(Items listed in a dataset)
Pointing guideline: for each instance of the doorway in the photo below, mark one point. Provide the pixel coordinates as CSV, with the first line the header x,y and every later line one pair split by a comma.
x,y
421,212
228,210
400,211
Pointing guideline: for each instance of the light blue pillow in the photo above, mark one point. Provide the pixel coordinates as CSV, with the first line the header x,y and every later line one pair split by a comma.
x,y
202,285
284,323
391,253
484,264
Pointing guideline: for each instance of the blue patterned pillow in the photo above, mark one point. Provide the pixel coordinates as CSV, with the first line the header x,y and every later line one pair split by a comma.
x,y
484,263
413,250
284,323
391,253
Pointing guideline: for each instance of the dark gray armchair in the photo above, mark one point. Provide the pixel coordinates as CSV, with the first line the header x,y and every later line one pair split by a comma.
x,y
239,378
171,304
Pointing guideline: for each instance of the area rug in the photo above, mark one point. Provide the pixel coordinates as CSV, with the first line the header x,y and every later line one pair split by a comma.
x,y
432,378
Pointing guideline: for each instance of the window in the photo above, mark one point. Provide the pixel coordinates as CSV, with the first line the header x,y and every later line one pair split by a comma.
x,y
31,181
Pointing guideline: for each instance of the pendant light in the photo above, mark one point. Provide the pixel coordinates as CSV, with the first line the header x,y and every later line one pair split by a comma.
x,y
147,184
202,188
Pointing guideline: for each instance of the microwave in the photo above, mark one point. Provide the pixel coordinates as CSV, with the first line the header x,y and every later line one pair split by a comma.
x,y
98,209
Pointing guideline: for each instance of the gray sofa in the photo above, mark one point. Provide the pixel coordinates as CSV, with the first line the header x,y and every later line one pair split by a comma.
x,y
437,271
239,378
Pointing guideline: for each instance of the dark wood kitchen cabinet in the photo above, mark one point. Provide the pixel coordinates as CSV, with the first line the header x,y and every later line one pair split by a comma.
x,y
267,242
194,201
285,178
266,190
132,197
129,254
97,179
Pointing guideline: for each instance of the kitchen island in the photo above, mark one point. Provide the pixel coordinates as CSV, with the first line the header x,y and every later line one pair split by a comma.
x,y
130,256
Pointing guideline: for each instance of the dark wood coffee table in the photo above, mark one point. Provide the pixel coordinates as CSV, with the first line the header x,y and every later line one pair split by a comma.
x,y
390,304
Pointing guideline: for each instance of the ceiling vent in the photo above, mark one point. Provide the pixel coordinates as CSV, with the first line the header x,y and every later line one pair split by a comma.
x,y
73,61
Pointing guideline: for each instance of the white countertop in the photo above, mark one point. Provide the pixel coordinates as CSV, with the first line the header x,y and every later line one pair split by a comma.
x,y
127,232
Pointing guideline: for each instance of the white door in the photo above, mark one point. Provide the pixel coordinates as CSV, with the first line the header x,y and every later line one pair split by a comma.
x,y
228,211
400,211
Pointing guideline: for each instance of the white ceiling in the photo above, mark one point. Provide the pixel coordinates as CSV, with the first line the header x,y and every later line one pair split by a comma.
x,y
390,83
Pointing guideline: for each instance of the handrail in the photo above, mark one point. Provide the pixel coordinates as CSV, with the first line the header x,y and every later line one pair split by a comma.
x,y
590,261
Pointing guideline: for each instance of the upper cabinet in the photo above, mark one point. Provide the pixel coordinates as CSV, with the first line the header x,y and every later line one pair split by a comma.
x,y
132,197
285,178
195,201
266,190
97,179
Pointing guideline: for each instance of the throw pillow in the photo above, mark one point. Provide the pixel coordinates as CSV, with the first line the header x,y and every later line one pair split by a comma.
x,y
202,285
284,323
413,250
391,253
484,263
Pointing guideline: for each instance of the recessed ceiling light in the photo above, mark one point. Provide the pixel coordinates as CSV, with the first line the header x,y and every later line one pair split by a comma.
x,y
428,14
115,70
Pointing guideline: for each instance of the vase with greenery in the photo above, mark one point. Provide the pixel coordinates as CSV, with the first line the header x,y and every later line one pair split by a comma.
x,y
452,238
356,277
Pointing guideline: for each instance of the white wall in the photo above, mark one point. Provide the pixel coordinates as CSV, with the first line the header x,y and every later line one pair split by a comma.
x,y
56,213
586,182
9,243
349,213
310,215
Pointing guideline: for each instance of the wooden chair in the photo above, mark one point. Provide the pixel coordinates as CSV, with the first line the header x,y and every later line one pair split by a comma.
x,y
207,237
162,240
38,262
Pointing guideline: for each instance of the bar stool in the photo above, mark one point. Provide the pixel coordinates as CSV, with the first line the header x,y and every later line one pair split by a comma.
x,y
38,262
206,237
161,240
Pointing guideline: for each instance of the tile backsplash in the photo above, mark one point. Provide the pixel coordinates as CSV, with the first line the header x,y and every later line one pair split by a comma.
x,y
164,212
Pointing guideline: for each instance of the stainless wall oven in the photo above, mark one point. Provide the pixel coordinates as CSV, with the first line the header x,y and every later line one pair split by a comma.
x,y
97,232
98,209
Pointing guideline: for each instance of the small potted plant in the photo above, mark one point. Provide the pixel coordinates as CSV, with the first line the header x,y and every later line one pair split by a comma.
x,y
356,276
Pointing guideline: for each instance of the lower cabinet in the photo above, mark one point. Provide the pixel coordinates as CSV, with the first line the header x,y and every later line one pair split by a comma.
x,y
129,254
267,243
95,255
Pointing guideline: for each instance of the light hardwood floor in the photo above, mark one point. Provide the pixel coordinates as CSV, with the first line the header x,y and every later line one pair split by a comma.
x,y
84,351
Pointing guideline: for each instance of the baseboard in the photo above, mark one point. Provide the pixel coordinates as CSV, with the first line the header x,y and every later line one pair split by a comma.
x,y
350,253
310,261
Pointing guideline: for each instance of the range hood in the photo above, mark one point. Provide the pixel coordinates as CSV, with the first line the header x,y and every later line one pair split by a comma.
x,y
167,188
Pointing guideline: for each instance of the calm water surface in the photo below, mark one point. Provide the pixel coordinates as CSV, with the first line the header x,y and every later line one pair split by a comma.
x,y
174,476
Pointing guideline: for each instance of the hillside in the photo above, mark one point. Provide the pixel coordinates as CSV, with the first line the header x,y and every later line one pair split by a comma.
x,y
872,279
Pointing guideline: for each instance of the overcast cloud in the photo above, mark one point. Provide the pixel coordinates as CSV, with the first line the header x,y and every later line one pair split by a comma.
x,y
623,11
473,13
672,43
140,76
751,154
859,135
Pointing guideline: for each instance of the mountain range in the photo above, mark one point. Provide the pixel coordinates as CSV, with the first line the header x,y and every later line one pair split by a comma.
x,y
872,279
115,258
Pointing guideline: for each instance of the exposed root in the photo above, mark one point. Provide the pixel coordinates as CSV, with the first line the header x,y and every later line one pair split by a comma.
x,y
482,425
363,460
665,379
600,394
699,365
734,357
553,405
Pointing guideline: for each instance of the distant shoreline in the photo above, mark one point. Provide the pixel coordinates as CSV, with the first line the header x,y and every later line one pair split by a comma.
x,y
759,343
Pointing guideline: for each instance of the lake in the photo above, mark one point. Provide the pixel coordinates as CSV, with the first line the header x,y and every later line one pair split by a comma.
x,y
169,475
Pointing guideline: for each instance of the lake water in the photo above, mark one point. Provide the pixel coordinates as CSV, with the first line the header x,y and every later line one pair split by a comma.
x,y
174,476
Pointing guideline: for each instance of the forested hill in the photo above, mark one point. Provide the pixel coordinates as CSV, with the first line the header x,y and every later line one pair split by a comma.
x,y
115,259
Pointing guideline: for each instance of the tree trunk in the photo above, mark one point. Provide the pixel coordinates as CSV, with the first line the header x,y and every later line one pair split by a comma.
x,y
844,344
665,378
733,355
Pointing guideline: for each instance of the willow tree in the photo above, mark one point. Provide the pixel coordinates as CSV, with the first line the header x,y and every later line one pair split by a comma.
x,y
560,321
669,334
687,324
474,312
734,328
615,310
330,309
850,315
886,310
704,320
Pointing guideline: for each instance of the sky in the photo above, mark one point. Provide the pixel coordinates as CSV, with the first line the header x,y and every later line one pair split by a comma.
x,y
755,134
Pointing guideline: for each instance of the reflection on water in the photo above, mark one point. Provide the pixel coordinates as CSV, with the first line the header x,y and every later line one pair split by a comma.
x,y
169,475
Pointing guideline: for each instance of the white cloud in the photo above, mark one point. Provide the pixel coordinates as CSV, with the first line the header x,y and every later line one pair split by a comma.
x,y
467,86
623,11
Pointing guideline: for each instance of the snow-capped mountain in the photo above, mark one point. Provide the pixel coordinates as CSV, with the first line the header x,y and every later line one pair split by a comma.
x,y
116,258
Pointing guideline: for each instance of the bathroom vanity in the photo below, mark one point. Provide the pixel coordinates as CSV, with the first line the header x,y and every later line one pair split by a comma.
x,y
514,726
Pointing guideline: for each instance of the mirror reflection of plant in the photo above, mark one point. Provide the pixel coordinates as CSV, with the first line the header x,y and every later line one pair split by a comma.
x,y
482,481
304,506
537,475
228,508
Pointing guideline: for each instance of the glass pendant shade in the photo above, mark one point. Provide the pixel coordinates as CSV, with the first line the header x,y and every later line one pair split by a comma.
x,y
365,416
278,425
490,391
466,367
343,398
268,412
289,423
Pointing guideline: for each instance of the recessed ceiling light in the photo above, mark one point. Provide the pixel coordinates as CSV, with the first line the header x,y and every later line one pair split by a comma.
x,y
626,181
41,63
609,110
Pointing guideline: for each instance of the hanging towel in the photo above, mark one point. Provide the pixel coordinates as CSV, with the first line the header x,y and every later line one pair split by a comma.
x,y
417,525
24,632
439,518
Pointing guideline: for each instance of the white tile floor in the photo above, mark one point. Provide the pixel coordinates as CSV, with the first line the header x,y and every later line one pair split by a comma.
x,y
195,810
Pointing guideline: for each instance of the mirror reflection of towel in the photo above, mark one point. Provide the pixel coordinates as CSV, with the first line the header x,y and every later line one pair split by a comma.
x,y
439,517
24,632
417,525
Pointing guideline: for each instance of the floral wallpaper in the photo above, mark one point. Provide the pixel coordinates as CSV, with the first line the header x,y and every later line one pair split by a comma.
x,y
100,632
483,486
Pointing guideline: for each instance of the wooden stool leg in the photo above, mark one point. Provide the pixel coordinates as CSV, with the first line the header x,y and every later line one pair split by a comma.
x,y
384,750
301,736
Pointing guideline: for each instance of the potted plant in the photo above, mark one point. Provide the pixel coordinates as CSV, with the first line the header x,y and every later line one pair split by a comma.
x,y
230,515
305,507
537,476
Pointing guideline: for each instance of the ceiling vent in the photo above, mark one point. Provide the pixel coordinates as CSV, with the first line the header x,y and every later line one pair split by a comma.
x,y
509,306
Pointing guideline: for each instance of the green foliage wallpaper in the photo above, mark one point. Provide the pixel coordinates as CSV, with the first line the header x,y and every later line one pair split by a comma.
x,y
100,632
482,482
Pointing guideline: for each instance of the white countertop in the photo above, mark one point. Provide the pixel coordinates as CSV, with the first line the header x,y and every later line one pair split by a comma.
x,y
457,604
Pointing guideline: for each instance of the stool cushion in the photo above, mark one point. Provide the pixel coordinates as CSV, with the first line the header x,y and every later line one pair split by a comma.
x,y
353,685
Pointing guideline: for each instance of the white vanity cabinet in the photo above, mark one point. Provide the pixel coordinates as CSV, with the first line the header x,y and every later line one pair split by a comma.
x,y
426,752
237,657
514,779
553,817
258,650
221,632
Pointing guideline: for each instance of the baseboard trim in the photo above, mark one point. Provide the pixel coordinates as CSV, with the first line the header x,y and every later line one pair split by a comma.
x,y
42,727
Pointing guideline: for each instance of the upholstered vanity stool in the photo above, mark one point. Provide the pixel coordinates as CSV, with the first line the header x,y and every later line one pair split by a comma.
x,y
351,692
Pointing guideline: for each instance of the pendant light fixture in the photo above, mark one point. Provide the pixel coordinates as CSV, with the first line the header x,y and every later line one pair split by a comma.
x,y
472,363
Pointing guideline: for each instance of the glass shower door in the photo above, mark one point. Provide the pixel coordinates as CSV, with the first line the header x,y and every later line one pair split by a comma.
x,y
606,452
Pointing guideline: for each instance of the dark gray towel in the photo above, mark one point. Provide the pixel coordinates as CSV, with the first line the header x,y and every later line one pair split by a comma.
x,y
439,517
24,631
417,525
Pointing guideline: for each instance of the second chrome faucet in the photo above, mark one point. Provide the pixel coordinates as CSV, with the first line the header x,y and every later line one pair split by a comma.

Exercise details
The required output is the span of lines from the one containing "Pointing guideline: for each instance of the stool" to the last line, reproduced character for character.

Worked solution
Pointing guideline: for each instance of the stool cushion in the photo above, mark one point. Provide the pixel coordinates as CSV, with the first line the header x,y and every later line one pair split by a comma.
x,y
353,685
Pointing guideline: for each instance of the white vanity cabinet in the photo above, mark one point. Provide the pixel coordinates as CSV, with the first line the header x,y and every later line one pair split by a comma.
x,y
426,752
237,657
514,779
553,817
258,650
221,632
Pointing guideline: for each instance of the baseboard trim in the photo above, mark one point. Provide the pixel coordinates as CSV, with the first line the header x,y and every later line one pair split by a comma.
x,y
42,727
Pointing guideline: for each instance of the upholstered vanity stool in the photo above, mark one point. Provide the pixel coordinates as CSV, with the first line the header x,y and every later line one pair split by a comma.
x,y
351,692
Pointing guideline: for each instance of the pendant light fixture in the photo above, mark one point. Provide the pixel coordinates as CSV, with the first line the header x,y and every later line one pair split by a comma.
x,y
472,363
Pointing guideline: for each instance of the glass shower door in the photo above, mark one point. Provide the pixel coordinates as CSV, with the first line the header x,y and every later line one pair split by a comma.
x,y
606,452
Pointing guideline: for each instance of the dark gray towel in the photo above, mark one point. Provide the pixel coordinates as CSV, with the first line the header x,y and every later line one pair split by a comma.
x,y
439,517
24,631
417,525
Pointing guideline: for each instance of the second chrome faucet in the photo above, mark one point. Provide the pixel coordinates as CSV, with the first line the header x,y and every later line one pair split by a comma.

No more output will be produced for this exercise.